Dataset rows showing where objects appear
───
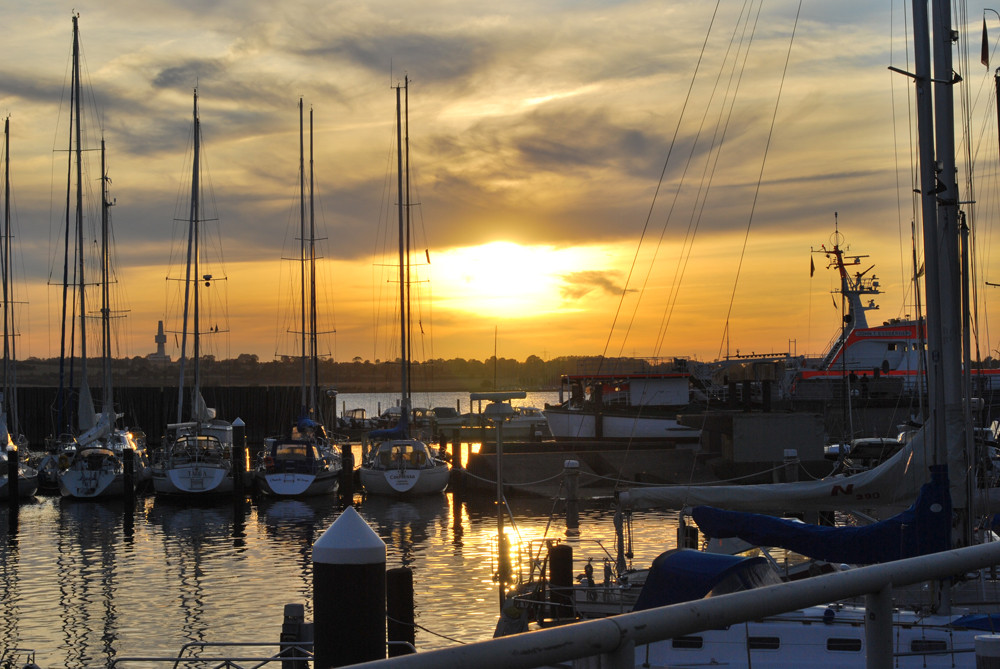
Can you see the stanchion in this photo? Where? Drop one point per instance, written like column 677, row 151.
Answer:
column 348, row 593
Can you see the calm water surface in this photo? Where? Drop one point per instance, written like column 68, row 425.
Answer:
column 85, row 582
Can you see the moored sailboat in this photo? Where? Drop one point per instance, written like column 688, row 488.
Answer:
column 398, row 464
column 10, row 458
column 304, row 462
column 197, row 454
───
▸ **THE REQUEST**: Please format every line of the records above as a JSON list of strings, one string per line, leaving out blank lines and the pictures.

▸ **SOLVED EXERCISE**:
[
  "Can you see the stanchion in this photo? Where? Drop one point per instance, written like column 677, row 151.",
  "Answer:",
  "column 348, row 593",
  "Can you see the calm water surface in this photo? Where? Drop one point per instance, written like column 68, row 425.",
  "Answer:",
  "column 85, row 582",
  "Can you see the moored sailboat in this photo? Where? Drop one point per instance, written like column 688, row 488.",
  "Answer:",
  "column 398, row 464",
  "column 10, row 458",
  "column 304, row 462",
  "column 197, row 454"
]